= To do =
Render the listing below as a Markdown table with the columns Row and Entry. Start at the line containing "Automation pipeline query — the target element is the bedside" and end at the listing's final line, numbering each line and leaving out any blank lines.

= Input rows =
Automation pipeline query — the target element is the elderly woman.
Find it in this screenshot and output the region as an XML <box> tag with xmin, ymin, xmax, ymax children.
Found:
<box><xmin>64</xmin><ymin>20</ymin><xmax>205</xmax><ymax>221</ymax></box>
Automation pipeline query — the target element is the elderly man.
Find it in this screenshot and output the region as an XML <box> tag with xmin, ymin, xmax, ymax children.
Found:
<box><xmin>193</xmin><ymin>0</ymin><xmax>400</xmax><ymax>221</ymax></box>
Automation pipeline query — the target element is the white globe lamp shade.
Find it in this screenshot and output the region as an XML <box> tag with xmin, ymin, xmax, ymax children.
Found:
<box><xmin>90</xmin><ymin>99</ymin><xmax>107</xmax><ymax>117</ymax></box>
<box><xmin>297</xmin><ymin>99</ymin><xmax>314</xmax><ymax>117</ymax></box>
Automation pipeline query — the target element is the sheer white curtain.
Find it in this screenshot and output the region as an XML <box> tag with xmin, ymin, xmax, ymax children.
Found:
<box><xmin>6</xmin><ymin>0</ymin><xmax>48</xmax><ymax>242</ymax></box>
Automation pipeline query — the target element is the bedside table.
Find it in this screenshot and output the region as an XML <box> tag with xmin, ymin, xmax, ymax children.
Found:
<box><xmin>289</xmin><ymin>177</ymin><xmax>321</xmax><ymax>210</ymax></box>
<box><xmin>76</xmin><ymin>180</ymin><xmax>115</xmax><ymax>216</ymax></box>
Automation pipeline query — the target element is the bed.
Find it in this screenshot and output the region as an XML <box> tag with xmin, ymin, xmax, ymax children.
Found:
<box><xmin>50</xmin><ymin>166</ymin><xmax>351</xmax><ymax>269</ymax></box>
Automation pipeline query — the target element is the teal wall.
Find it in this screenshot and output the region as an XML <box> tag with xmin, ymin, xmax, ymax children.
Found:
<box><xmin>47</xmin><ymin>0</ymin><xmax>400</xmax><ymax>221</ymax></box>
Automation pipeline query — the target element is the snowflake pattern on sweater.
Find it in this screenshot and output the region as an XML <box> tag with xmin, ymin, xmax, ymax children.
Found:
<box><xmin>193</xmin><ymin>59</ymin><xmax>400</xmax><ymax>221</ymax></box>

= Reply to the task =
| Row | Entry |
|---|---|
| 1 | Automation pipeline query — the target element is the bedside table. |
| 2 | Find it in this screenshot and output the region as an XML <box> tag with xmin, ymin, xmax, ymax children. |
| 3 | Found: |
| 4 | <box><xmin>289</xmin><ymin>177</ymin><xmax>321</xmax><ymax>210</ymax></box> |
| 5 | <box><xmin>76</xmin><ymin>180</ymin><xmax>115</xmax><ymax>216</ymax></box> |
| 6 | Automation pipeline query — the target element is the bed. |
| 7 | Find it in this screenshot and output the region as an XML <box> tag with xmin, ymin, xmax, ymax children. |
| 8 | Found: |
| 9 | <box><xmin>50</xmin><ymin>166</ymin><xmax>351</xmax><ymax>269</ymax></box> |
| 10 | Automation pipeline query — the target element is the teal wall. |
| 11 | Find it in this screenshot and output the region as an XML <box> tag with xmin, ymin, xmax, ymax children. |
| 12 | Found: |
| 13 | <box><xmin>47</xmin><ymin>0</ymin><xmax>400</xmax><ymax>221</ymax></box> |
| 14 | Automation pipeline query — the target element is the snowflake pattern on sweater. |
| 15 | Find it in this screenshot and output the region as an XML <box> tag with xmin, ymin, xmax, ymax children. |
| 16 | Found: |
| 17 | <box><xmin>193</xmin><ymin>59</ymin><xmax>400</xmax><ymax>221</ymax></box> |